* **你的任务**:
请把下列各行格式化为两列 CSV，列名为 prompt 和 target：每个以“[pin]”开头的行各占一行，prompt 列写该行文字，target 列写紧随其后的所有坐标行。两列都作为单个带引号的字段，其中的换行一律替换为空格。

* **记录摘录**:
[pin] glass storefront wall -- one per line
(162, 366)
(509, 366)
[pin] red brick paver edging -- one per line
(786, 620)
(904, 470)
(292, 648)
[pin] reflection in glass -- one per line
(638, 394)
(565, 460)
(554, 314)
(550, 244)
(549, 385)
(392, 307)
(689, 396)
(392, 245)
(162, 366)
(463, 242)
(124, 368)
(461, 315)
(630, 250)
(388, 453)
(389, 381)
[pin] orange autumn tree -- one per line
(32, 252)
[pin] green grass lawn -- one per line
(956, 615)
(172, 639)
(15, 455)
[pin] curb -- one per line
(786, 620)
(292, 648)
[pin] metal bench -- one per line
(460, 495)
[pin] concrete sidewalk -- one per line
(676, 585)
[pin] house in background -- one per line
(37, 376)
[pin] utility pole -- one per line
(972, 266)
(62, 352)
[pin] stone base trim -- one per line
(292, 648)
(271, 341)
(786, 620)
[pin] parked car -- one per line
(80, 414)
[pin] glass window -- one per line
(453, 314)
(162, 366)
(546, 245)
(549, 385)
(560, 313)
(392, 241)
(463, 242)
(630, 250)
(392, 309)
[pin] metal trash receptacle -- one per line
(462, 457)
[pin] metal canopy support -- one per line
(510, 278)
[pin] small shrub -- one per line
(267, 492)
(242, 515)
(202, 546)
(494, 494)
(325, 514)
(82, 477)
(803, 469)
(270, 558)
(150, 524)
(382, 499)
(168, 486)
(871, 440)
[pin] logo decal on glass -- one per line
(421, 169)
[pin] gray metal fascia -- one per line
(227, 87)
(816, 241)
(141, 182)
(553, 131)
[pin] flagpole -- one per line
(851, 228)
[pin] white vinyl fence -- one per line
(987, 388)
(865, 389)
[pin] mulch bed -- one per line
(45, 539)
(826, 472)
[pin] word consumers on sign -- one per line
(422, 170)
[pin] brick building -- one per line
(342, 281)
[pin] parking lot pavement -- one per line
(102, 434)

* **练习结果**:
prompt,target
"[pin] glass storefront wall -- one per line","(162, 366) (509, 366)"
"[pin] red brick paver edging -- one per line","(786, 620) (904, 470) (292, 648)"
"[pin] reflection in glass -- one per line","(638, 394) (565, 460) (554, 314) (550, 244) (549, 385) (392, 307) (689, 396) (392, 245) (162, 366) (463, 242) (124, 368) (461, 315) (630, 250) (388, 453) (389, 381)"
"[pin] orange autumn tree -- one per line","(32, 252)"
"[pin] green grass lawn -- one per line","(956, 615) (172, 639) (15, 455)"
"[pin] curb -- one per line","(786, 620) (292, 648)"
"[pin] metal bench -- one per line","(460, 495)"
"[pin] concrete sidewalk -- one per line","(676, 585)"
"[pin] house in background -- one per line","(37, 376)"
"[pin] utility pole -- one per line","(972, 266) (62, 352)"
"[pin] stone base trim -- one per line","(292, 648) (271, 341) (786, 620)"
"[pin] parked car -- one per line","(80, 414)"
"[pin] glass window -- one per line","(453, 314) (162, 366) (546, 245) (549, 385) (560, 313) (392, 241) (463, 242) (630, 250) (392, 309)"
"[pin] metal trash receptacle -- one per line","(462, 457)"
"[pin] metal canopy support -- one per line","(510, 278)"
"[pin] small shrub -- one per line","(267, 492) (242, 515) (202, 546) (494, 494) (325, 514) (82, 477) (803, 469) (270, 558) (150, 524) (382, 499) (168, 486) (871, 440)"
"[pin] logo decal on glass -- one per line","(421, 169)"
"[pin] gray metal fascia -- one per line","(227, 87) (816, 241) (141, 182) (553, 131)"
"[pin] flagpole -- one per line","(851, 228)"
"[pin] white vinyl fence -- one per line","(987, 388) (865, 389)"
"[pin] mulch bed -- one per line","(45, 539) (826, 472)"
"[pin] word consumers on sign -- one per line","(422, 170)"
"[pin] brick building -- one per line","(342, 281)"
"[pin] parking lot pavement -- one per line","(102, 434)"